### EXTRACT
From: Laszlo Ersek <lersek@redhat.com>
To: Max Reitz <mreitz@redhat.com>, qemu-devel@nongnu.org
Cc: Kevin Wolf <kwolf@redhat.com>,
Paolo Bonzini <pbonzini@redhat.com>,
Stefan Hajnoczi <stefanha@redhat.com>
Subject: Re: [PATCH] coroutine-sigaltstack: Keep SIGUSR2 handler up
Date: Fri, 22 Jan 2021 19:29:14 +0100 [thread overview]
Message-ID: <1121a803-98e7-6d41-119c-3d82717976ec@redhat.com> (raw)
In-Reply-To: <eef8237e-293a-b6e6-20be-fa004509fa05@redhat.com>
On 01/22/21 19:05, Max Reitz wrote:
> On 22.01.21 18:09, Laszlo Ersek wrote:
>> On 01/22/21 11:20, Max Reitz wrote:
>>> Modifying signal handlers is a process-global operation. When two
>>> threads run coroutine-sigaltstack's qemu_coroutine_new() concurrently,
>>> they may interfere with each other: One of them may revert the SIGUSR2
>>> handler back to the default between the other thread setting up
>>> coroutine_trampoline() as the handler and raising SIGUSR2. That SIGUSR2
>>> will then lead to the process exiting.

### STATED TASK 1
Reproduce the part of the coroutine-sigaltstack email from "In-Reply-To: <eef8237e-293a-b6e6-20be-fa004509fa05@redhat.com>" to "the process exiting.".
### STATED TASK 2
Continue the coroutine-sigaltstack email after its last line.

### DATA SECTION
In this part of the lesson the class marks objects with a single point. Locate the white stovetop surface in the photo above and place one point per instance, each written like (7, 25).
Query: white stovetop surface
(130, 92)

### RESULT 1
In-Reply-To: <eef8237e-293a-b6e6-20be-fa004509fa05@redhat.com>
On 01/22/21 19:05, Max Reitz wrote:
> On 22.01.21 18:09, Laszlo Ersek wrote:
>> On 01/22/21 11:20, Max Reitz wrote:
>>> Modifying signal handlers is a process-global operation. When two
>>> threads run coroutine-sigaltstack's qemu_coroutine_new() concurrently,
>>> they may interfere with each other: One of them may revert the SIGUSR2
>>> handler back to the default between the other thread setting up
>>> coroutine_trampoline() as the handler and raising SIGUSR2. That SIGUSR2
>>> will then lead to the process exiting.

### RESULT 2
>>>
>>> Outside of coroutine-sigaltstack, qemu does not use SIGUSR2. We can
>>> thus keep the signal handler installed all the time.
>>> CoroutineThreadState.tr_handler tells coroutine_trampoline() whether its
>>> stack is set up so a new coroutine is to be launched (i.e., it should
>>> invoke sigsetjmp()), or not (i.e., the signal came from an external
>>> source and we should just perform the default action, which is to exit
>>> the process).
>>>
>>> Note that in user-mode emulation, the guest can register signal handlers
>>> for any signal but SIGSEGV and SIGBUS, so if it registers a SIGUSR2
>>> handler, sigaltstack coroutines will break from then on. However, we do
>>> not use coroutines for user-mode emulation, so that is fine.
>>>
>>> Suggested-by: Laszlo Ersek <lersek@redhat.com>
>>> Signed-off-by: Max Reitz <mreitz@redhat.com>
>>> ---
>>> util/coroutine-sigaltstack.c | 56 +++++++++++++++++++-----------------
>>> 1 file changed, 29 insertions(+), 27 deletions(-)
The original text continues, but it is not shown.